══ Source extract ══

Linda: I automatically put my hand to my heart. ‘cause it was like a bullet went through my heart.
Her boy avoided the death penalty by one vote. Just 23. His future essentially over.
Mark was bundled into the back of a squad car for the ride away from the courthouse. His Mom and Dad watched from the parking lot - together for the first time in years
Keith Morrison: You were chasing after the squad car?
Paul Crotts: Yeah, crying, yeah.
Keith Morrison: Have you ever been more helpless in your life?
Paul Crotts: Never.
Keith Morrison: Nor more full of self loathing?
Paul Crotts: ‘cause I helped put him there.
If not for his tough love, his interference, his big mouth, would Mark have been suspected, or charged, or convicted? He hadn't even paid for Mark's defense. Linda sold her house to pay for a lawyer. But now Paul made her a promise.
Linda: Paul sat down beside me and said, "Linda whatever it takes. I'll do whatever it takes to prove our son is innocent.”
The furniture store would be at the heart of Paul's campaign to clear Mark's name.
Keith Morrison: In a way, this is kind of headquarters. You took calls here, tips here.
Paul Crotts: A lot of people came in the store and gave me information.
Tim Smith was one of them.
Tim Smith: The crime scene was destroyed.
Smith was the first patrol officer to arrive at Gilliam's house after the murder. He told Paul the crime scene was compromised before police even got there. He claimed at least 15 people had tracked through.
Neighbors, the EMT people, looky-loos.
What's worse, when the detectives asked the sheriff to call in the state's mobile crime lab to help them salvage what forensic evidence might be left. He refused.
Tim Smith: I was dumbfounded. The cross contamination was so phenomenal.

═══

[Work instruction 1]
Do these statements agree with the transcript? (a) Linda sold her house to pay for a lawyer. (b) Paul paid for Mark's defense. (c) Tim Smith was the first patrol officer to arrive at Gilliam's house after the murder. For each, answer yes or no and quote the words from the transcript that decide it.
[Work instruction 2]
Rewrite everything in the transcript from "Neighbors, the EMT" down to "was so phenomenal.", changing "dumbfounded" to "stunned".
The material that comes next is from a different source.

══ Provided data ══

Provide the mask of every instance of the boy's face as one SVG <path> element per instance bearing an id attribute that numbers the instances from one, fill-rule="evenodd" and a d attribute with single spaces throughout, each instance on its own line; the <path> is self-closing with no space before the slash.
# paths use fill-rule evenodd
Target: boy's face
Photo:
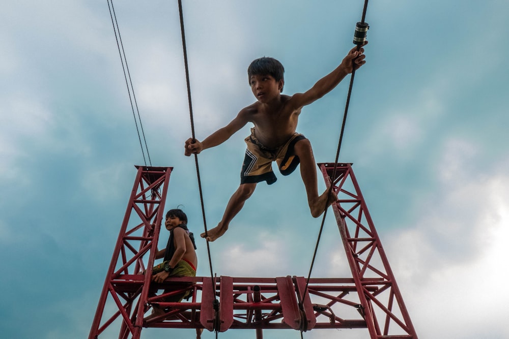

═══

[Written solution 1]
(a) Yes: "Linda sold her house to pay for a lawyer."
(b) No: "He hadn't even paid for Mark's defense."
(c) Yes: "Smith was the first patrol officer to arrive at Gilliam's house after the murder."

[Written solution 2]
Neighbors, the EMT people, looky-loos.
What's worse, when the detectives asked the sheriff to call in the state's mobile crime lab to help them salvage what forensic evidence might be left. He refused.
Tim Smith: I was stunned. The cross contamination was so phenomenal.